─── SUPPLIED ENTRIES ───

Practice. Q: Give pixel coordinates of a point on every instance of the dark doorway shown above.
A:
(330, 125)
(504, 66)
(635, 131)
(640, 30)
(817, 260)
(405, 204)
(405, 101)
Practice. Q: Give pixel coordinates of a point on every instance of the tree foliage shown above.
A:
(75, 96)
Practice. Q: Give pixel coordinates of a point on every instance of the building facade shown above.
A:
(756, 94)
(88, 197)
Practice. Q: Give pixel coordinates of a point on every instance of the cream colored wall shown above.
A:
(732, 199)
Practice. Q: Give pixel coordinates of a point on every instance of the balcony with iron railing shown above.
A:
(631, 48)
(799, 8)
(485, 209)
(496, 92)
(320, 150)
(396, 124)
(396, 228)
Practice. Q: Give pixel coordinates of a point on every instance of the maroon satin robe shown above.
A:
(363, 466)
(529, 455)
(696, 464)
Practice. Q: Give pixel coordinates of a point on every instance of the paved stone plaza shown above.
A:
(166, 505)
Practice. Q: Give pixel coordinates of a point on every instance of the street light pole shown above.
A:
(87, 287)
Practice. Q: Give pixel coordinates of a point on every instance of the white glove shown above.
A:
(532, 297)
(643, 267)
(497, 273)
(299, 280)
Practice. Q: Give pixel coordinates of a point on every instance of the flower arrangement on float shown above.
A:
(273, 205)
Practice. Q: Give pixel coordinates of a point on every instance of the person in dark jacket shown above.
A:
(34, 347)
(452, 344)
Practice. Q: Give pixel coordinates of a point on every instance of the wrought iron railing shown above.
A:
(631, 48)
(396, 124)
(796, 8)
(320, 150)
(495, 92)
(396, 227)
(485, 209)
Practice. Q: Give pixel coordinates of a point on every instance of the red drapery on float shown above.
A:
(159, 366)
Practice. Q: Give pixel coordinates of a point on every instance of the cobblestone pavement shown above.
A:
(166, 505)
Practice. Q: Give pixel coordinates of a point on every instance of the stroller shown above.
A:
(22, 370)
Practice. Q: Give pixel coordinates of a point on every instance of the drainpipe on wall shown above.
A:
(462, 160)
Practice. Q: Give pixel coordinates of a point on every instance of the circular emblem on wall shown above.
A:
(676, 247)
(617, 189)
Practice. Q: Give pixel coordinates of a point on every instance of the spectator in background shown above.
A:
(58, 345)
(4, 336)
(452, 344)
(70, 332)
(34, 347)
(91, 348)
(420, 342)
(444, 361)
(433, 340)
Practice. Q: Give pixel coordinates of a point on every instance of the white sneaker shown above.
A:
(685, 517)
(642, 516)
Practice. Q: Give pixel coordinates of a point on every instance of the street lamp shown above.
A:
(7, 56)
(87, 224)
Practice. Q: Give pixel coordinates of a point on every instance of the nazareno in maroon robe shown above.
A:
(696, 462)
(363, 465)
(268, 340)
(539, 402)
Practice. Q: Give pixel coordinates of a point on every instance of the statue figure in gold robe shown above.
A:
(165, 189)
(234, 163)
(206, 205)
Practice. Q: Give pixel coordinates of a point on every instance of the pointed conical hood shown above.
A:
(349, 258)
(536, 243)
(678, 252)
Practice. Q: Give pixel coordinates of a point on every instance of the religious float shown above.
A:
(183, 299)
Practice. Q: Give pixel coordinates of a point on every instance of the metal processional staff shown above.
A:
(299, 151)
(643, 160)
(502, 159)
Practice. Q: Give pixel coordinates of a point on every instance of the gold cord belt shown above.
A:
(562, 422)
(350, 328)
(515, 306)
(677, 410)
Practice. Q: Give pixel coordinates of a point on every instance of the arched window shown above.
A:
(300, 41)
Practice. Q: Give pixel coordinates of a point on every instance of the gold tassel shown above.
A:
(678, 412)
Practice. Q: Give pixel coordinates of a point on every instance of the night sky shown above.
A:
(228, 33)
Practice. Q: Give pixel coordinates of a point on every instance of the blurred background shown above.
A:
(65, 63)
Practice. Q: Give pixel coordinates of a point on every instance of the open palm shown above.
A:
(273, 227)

───

WORK TO COMPLETE:
Copy every record exactly as presented.

EXPECTED ANSWER:
Practice. Q: Give pixel coordinates of a point on every instance of the dark doorway shown above.
A:
(330, 125)
(504, 66)
(635, 131)
(640, 30)
(817, 260)
(405, 204)
(405, 101)
Practice. Q: Give pixel coordinates of a point on every instance of the tree foliage shown above.
A:
(75, 96)
Practice. Q: Give pixel coordinates of a point on every instance of the building facade shown above.
A:
(756, 94)
(88, 197)
Practice. Q: Give pixel coordinates of a point on every instance of the cream colored wall shown above.
A:
(732, 199)
Practice. Q: Give pixel coordinates of a point on every instance of the balcony with iron railing shown above.
A:
(631, 48)
(799, 8)
(485, 209)
(496, 92)
(320, 150)
(396, 124)
(396, 228)
Practice. Q: Give pixel coordinates of a point on every instance of the maroon satin robe shown above.
A:
(363, 466)
(529, 455)
(696, 464)
Practice. Q: Give pixel coordinates of a point on every instance of the paved stone plaza shown above.
A:
(166, 505)
Practice. Q: Give pixel coordinates of a point on every instance of the street light pole shown above.
A:
(87, 287)
Practice. Q: Give pixel coordinates of a point on every instance of the white glove shown above.
A:
(532, 297)
(643, 267)
(497, 273)
(299, 280)
Practice. Q: Give pixel coordinates of a point on every instance of the flower arrangement on float shown above.
A:
(273, 205)
Practice. Q: Give pixel coordinates of a point on every instance of the person in dark jacket shown above.
A:
(34, 347)
(452, 344)
Practice. Q: Give pixel coordinates of a point on every instance of the wrought iron railing shown above.
A:
(631, 48)
(396, 124)
(796, 8)
(320, 150)
(495, 92)
(396, 227)
(485, 209)
Practice. Q: Give pixel coordinates of a point on every instance of the red drapery on float shown above.
A:
(159, 366)
Practice. Q: Give pixel coordinates of a point on every instance of the cobblestone pavement shown above.
A:
(166, 505)
Practice. Q: Give pixel coordinates of a point on every instance of the stroller shown above.
A:
(22, 370)
Practice. Q: Give pixel coordinates of a point on every instance of the drainpipe on wall shown above.
A:
(462, 160)
Practice. Q: Give pixel coordinates of a point on every instance of the circular emblem on wall shown above.
A:
(676, 247)
(617, 189)
Practice. Q: Give pixel coordinates of a point on every instance of the spectator in background shown above.
A:
(58, 345)
(4, 336)
(452, 344)
(70, 332)
(34, 347)
(91, 348)
(420, 342)
(444, 361)
(433, 340)
Practice. Q: Give pixel coordinates of a point on every instance of the white sneaker shown above.
A:
(685, 517)
(642, 516)
Practice. Q: Give pixel coordinates of a point on every instance of the street lamp shown above.
A:
(7, 56)
(87, 224)
Practice. Q: Give pixel coordinates of a point on every instance of the nazareno in maroon robe shown above.
A:
(696, 462)
(363, 465)
(268, 340)
(539, 402)
Practice. Q: Give pixel coordinates of a point on every instance of the statue figure in gold robe shown above.
A:
(165, 189)
(234, 163)
(206, 205)
Practice. Q: Give pixel coordinates of a point on every instance of the pointed conical hood shown above.
A:
(349, 258)
(536, 243)
(678, 252)
Practice. Q: Give pixel coordinates of a point on every instance of the religious float shown above.
A:
(183, 299)
Practice. Q: Give pixel coordinates of a point on every instance of the metal processional staff shown above.
A:
(299, 151)
(643, 160)
(502, 159)
Practice. Q: Give pixel coordinates of a point on every instance of the gold cord belt shown above.
A:
(562, 422)
(350, 328)
(515, 306)
(677, 410)
Practice. Q: Give pixel coordinates of a point on every instance of the arched window shown above.
A:
(300, 41)
Practice. Q: Give pixel coordinates of a point on every instance of the gold tassel shown above.
A:
(678, 412)
Practice. Q: Give pixel coordinates of a point on every instance of the night sky shown above.
A:
(228, 33)
Practice. Q: Give pixel coordinates of a point on every instance of the blurred background shown above.
A:
(65, 63)
Practice. Q: Give pixel coordinates of a point on every instance of the open palm shown above.
A:
(273, 227)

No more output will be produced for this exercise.